L'accendino fra
ricerca, tecnica e arte
Alessandra Doratti
L'accendino a selce è formato da un pezzo di metallo di forma piatta,
ovale o allungata, lungo alcuni centimetri: è questo il corpo usato per
l'urto. La pietra focaia, dal bordo tagliente (una varietà di quarzo
chiamata selce piromaca), viene dunque colpita con forza mediante
l'accendino. Il punto di impatto è costituito dal taglio della lama di
ferro, per tutta la sua lunghezza. Il calore sviluppato fa staccare
delle minuscole particelle d'acciaio che ondeggiano copiose nell'aria
sotto forma di scintille. Esse comunicano il fuoco all'esca, terzo
elemento indispensabile. Si tratta del carburante in grazia del quale si
può infiammare il combustibile che un po' più tardi si presenterà sotto
forma di carta o di fiammifero. La materia prima dell'esca è fornita da
un fungo parassita che si trova sulle querce, sugli olmi, sui carpini e
sulle betulle, fungo che viene trattato in modo particolare. L'esca può
essere sostituita con i funghi del tipo "Lycoperdon" o "veccia" oppure
con il carbone prodotto dalla semicombustione della carta da zucchero,
della canapa o di un vecchio straccio. La pietra focaia può essere
sostituita da un pezzo di pirite ferrosa chiamata "pietra d'archibugio"
perché guarniva una volta il cane di quest'arma. Per secoli la selce
francese è stata fornita dal sottosuolo di Meneus sur Loire, dove si può
visitare il museo della Pietra focaia. Alla luce di queste spiegazioni
si capisce l'origine della parola francese "briquet" (accendino) che
deriverebbe dalla parola olandese "bricke" (pezzo o parte di acciaio)
che ricorda il verbo tedesco "brechen", rompere.
Questi "ferri semplici" presentano forme svariate pur rispettando lo
schema che abbiamo descritto; il formato deve essere ridotto per far
scivolare l'oggetto in una tasca; bisogna anche che l'accendino sia
facile da maneggiare: e perciò la forma è di preferenza ovale, ripiegata
ai due estremi, oppure a forma di "D", costituendo un'impugnatura. Per
migliorare la presa verso il XV secolo si praticano nella lama due buchi
per l'indice e il medio.

■ ■ ■ ■

**Esercizio 1**
Riporta il passo del brano sull'accendino da "perché guarniva una" a "parte di acciaio)", sostituendo "olandese" con "fiamminga".

■ ■ ■ ■

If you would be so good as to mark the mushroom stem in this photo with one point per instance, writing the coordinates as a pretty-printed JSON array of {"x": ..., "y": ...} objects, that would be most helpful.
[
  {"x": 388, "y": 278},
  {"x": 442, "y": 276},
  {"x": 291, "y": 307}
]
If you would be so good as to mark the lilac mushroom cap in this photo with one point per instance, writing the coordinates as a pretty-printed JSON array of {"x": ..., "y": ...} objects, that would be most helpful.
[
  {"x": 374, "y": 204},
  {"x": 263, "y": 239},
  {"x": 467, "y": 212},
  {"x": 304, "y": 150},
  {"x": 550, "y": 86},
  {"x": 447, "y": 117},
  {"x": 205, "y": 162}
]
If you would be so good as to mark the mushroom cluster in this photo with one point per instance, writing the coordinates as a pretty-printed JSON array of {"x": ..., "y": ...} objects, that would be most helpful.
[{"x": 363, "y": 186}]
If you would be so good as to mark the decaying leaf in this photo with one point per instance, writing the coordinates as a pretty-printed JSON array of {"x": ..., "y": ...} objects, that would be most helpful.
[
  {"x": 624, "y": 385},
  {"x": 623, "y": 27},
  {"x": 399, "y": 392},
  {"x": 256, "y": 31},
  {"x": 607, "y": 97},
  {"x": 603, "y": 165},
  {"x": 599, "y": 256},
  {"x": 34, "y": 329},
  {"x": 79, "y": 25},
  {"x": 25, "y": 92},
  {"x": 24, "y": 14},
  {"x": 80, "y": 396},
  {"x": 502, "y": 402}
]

■ ■ ■ ■

**Esercizio 2**
Restituisci tutte le righe dei record come lista JSON di stringhe, una stringa per riga, senza le righe vuote.

**Risposta scritta 1**
perché guarniva una volta il cane di quest'arma. Per secoli la selce
francese è stata fornita dal sottosuolo di Meneus sur Loire, dove si può
visitare il museo della Pietra focaia. Alla luce di queste spiegazioni
si capisce l'origine della parola francese "briquet" (accendino) che
deriverebbe dalla parola fiamminga "bricke" (pezzo o parte di acciaio)

**Risposta scritta 2**
[
  "If you would be so good as to mark the mushroom stem in this photo with one point per instance, writing the coordinates as a pretty-printed JSON array of {\"x\": ..., \"y\": ...} objects, that would be most helpful.",
  "[",
  "  {\"x\": 388, \"y\": 278},",
  "  {\"x\": 442, \"y\": 276},",
  "  {\"x\": 291, \"y\": 307}",
  "]",
  "If you would be so good as to mark the lilac mushroom cap in this photo with one point per instance, writing the coordinates as a pretty-printed JSON array of {\"x\": ..., \"y\": ...} objects, that would be most helpful.",
  "[",
  "  {\"x\": 374, \"y\": 204},",
  "  {\"x\": 263, \"y\": 239},",
  "  {\"x\": 467, \"y\": 212},",
  "  {\"x\": 304, \"y\": 150},",
  "  {\"x\": 550, \"y\": 86},",
  "  {\"x\": 447, \"y\": 117},",
  "  {\"x\": 205, \"y\": 162}",
  "]",
  "If you would be so good as to mark the mushroom cluster in this photo with one point per instance, writing the coordinates as a pretty-printed JSON array of {\"x\": ..., \"y\": ...} objects, that would be most helpful.",
  "[{\"x\": 363, \"y\": 186}]",
  "If you would be so good as to mark the decaying leaf in this photo with one point per instance, writing the coordinates as a pretty-printed JSON array of {\"x\": ..., \"y\": ...} objects, that would be most helpful.",
  "[",
  "  {\"x\": 624, \"y\": 385},",
  "  {\"x\": 623, \"y\": 27},",
  "  {\"x\": 399, \"y\": 392},",
  "  {\"x\": 256, \"y\": 31},",
  "  {\"x\": 607, \"y\": 97},",
  "  {\"x\": 603, \"y\": 165},",
  "  {\"x\": 599, \"y\": 256},",
  "  {\"x\": 34, \"y\": 329},",
  "  {\"x\": 79, \"y\": 25},",
  "  {\"x\": 25, \"y\": 92},",
  "  {\"x\": 24, \"y\": 14},",
  "  {\"x\": 80, \"y\": 396},",
  "  {\"x\": 502, \"y\": 402}",
  "]"
]